**Directions**: Return every line of the data below that contains the word "white", copying each one unchanged.

**Supplied material**:
================================
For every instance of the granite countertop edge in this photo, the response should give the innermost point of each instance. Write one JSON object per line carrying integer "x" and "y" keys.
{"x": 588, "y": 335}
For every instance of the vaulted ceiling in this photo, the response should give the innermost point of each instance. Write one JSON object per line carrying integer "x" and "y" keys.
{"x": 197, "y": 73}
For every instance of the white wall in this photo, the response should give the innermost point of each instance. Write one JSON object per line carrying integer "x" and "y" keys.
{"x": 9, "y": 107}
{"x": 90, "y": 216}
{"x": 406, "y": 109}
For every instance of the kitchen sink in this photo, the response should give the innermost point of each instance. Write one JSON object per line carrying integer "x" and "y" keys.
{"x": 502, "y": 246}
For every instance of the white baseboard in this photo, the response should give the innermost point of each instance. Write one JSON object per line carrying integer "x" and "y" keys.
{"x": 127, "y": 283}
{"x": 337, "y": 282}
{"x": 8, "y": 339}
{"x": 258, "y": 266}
================================
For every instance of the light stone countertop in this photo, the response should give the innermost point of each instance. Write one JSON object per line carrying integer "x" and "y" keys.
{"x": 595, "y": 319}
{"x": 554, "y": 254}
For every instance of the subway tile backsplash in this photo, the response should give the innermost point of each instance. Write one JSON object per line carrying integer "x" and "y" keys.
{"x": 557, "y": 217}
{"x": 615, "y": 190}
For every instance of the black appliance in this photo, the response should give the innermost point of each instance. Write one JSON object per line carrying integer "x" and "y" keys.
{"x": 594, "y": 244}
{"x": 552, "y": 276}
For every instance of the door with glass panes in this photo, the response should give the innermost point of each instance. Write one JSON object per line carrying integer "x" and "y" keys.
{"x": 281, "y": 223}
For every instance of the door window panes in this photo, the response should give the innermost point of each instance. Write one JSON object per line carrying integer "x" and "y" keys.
================================
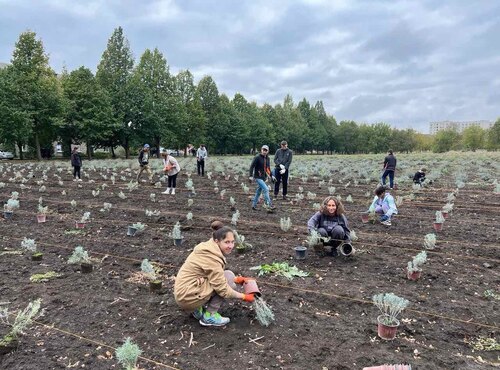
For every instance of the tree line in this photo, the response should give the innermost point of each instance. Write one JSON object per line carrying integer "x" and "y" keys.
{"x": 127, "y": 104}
================================
**Exercise output**:
For every instance of the white wall in this photo, the response should give the innermost point of each instance. Write one JSON object per line carrying integer "x" and "y" keys.
For every instance of the white baseboard in this photo, the response should give the innermost point of each instance. Write one JSON object per line carrying integer "x" and "y" keys.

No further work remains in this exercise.